_EXCERPTED TEXT:_
########

This repository contains libraries that build, read and validate SEGLH sample/analysis naming conventions.
The repository provides a python package which can be installed with:
python setup.py install
NB: Use the --user
flag or install into an virtualenv/pipenv if not installing globally.
Any contributions must follow GIT-Flow. Code reviews are mandatory and must be done by a representative of each site implementing the naming scheme.
A full test suite is provided and can be run with pytest -v
. Code formatting must follow recommendations of PEP8. Both requirements are checked automatically via GitHub Actions on pushes to develop
and main
branches
After installation the package can be used to validate the folling naming schemes:
- Sample name
- Samplesheet name
The libraries validate samplesheet name/path, sample name or file name/path for conformity (formatting, required identifiers). This is performed by accessing the corresponding class property. If validation fails, a ValueError exception is raised.
The naming schemes are structured as follows:
NGS123_12_382398_P9392B_JD_M_VCP0R33_Pan0000_RJZ_S12_R1_001.realigned.bam
+===== += +===== +===== += + +====== +====== +== +== += +==+=============
| | | | | | | | | | | | |
| | | | | | | | | | | | +- rest (trailing string, optional)
| | | | | | | | | | | +---- stable (not informative, optional)
| | | | | | | | | | +------- readnumber (optional)
| | | | | | | | | +----------- samplesheetindex (optional)
| | | | | | | | +--------------- ods (ODS code, optional)
| | | | | | | +----------------------- panelnumber (Pan Number)
| | | | | | +------------------------------- panelname (Human readable Pan number, optional)
| | | | | +--------------------------------- sex (optional)
| | | | +------------------------------------ initials (secondary identifier, optional)
| | | +------------------------------------------- id2 (secondary identifier, optional)
| | +-------------------------------------------------- id1 (DNA number)

########

_EXERCISE 1:_
In the SEGLH naming README, what happens when validation fails?
_EXERCISE 2:_
Carry on writing the SEGLH naming README from the point where it stops.

########

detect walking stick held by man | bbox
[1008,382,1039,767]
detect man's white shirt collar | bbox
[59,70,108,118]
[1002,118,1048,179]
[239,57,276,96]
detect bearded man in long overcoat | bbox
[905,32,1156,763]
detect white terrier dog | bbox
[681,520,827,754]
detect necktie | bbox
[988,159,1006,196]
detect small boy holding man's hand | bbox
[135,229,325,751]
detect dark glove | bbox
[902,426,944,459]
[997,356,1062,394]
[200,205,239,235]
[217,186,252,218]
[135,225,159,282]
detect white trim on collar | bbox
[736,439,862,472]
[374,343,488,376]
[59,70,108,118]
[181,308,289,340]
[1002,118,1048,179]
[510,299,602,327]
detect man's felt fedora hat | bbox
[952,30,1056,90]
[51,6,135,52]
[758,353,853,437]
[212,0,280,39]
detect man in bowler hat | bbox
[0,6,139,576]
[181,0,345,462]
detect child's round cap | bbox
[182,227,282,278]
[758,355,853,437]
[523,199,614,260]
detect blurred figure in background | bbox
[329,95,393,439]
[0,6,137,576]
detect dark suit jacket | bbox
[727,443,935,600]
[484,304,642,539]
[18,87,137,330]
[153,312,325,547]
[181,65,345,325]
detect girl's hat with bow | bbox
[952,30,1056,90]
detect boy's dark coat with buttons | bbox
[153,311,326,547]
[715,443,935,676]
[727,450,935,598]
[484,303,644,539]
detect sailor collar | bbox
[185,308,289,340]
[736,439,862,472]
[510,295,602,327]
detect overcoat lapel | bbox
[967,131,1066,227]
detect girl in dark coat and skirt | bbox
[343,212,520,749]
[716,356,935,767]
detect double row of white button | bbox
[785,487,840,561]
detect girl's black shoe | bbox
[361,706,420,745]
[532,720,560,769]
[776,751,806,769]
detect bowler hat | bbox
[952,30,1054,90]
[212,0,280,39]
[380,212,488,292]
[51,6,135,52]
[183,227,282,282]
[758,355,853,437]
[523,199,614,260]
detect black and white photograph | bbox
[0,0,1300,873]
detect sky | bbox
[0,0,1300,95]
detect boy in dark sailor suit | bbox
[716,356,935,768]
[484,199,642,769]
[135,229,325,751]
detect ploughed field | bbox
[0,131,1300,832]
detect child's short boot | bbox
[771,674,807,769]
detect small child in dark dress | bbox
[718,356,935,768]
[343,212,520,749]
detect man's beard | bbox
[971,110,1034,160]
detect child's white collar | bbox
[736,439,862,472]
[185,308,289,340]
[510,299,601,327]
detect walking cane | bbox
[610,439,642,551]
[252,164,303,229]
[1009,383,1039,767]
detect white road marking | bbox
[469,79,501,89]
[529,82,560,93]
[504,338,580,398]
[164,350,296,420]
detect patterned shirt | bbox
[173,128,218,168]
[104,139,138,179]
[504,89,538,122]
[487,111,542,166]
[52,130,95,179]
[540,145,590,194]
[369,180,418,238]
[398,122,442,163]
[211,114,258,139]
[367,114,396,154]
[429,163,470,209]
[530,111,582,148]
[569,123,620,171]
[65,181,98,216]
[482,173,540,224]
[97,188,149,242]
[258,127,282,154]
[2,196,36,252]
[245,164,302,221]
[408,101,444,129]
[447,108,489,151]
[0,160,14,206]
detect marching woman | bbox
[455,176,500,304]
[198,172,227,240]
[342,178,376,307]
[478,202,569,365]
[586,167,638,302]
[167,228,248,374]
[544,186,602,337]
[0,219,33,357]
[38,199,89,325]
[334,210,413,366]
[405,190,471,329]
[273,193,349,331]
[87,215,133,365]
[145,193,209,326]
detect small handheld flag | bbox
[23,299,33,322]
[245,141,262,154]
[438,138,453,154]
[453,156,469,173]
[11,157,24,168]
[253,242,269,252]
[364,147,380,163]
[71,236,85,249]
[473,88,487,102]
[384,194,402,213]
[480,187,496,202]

########

_EXERCISE ANSWER 1:_
A ValueError exception is raised.

_EXERCISE ANSWER 2:_
| +----------------------------------------------------- samplecount (number in batch/library)
+------------------------------------------------------------ libraryprep (library name)
When creating the sample name (e.g. in the sample sheet) the sample name should adhere to the following conventions. Examples are provided.
Special characters (e.g. -, $, _) are not allowed within the identifiers, and identifiers must be spaced using a single underscore only.
Element | Requirements | Examples |
---|---|---|
libraryprep | ≥3 uppercase letters followed by ≥1 digit and ≥0 digits/letters/combination (upper and/or lower case) | NGS431, NGS431rpt, ADX346, TSO239, SNP123, WES894 |
samplecount | 2-3 digits | 00, 15, 120 |
id1 | ≥6 digits | 123456, 000000 |
id2 | Starts with either 1 digit, 'HD', 'NA', 'NTC', 'NC' or 'SC'. Followed by at least 3 digits/letters/combination (upper and/or lower case) | 223785, 2345, NA12878, HD200, NTC000, NC000, SC07100496 |
initials | 2 uppercase letters | AW, RD |
sex | 'M', 'F', or 'U' | M, F, U |
panelname | 3+ digits/letters/combination (upper and/or lower case) | FFPEControl, SWIFT57, VCP1R134StG, SNPIDv2, CRC |
panelnumber | 'Pan' followed by 2+ digits | Pan2345, Pan3456 |
The following additional requirements must also be met:
- TSO500 sample names must not be longer than 40 characters
- The sample name must contain id1
- The sample name must also contain: id2, or both initials and sex
211008_A01229_0040_AHKGTFDRXY_SampleSheet.csv
+===== +===== +=== +========= +========== +==
| | | | | |
| | | | | +- fileext
| | | | +------------- samplesheetstr
| | | +------------------------ flowcellid
| | +----------------------------- autoincrno
| +------------------------------------ sequencerid
+------------------------------------------- date (YYMMDD)
When creating the samplesheet name, it should adhere to the following conventions. Examples are provided.
Special characters (e.g. -, $, _) are not allowed within the identifiers unless explicitly stated, and identifiers must be spaced using a single underscore only. There must not be an underscore between 'SampleSheet' and '.csv'.
Element | Requirements | Examples |
---|---|---|
date | 6 digits | 221004 |
sequencerid | ≥1 digits or uppercase letters | M02353, NB551068 |
autoincrno | 4 digits | 0123 |
flowcellid | EITHER (9 zeros followed by a hyphen then 5 digits/uppercase letters/combination) OR (9 digits/uppercase letters/combination) | 000000000-JRLLW, AHJYL5AFX3 |
samplesheetstr | 'SampleSheet' Must be an exact match | SampleSheet |
fileext | '.csv' Must be an exact match | .csv |
from seglh_naming.sample import Sample
# Validate sample name
sample = Sample.from_string('NGS123_12_382398_JD_M_VCP0R33_Pan0000_S12_R1_001')
# Build and validate from the constituent parts
sample = Sample.from_dict({
"libraryprep": "NGS123",
"samplecount": 12,
"id1": "382398",
"initials": "JD",
"sex": "M",
"panelname": "VCP0R33",
"panelnumber": "Pan0000"
})
sample = Sample.from_string('NGS123_12_382398_JD_C_VCP0R33_Pan0000_S12_R1_001')
# ValueError: Sex invalid (C)
Get the minimal required Sample ID.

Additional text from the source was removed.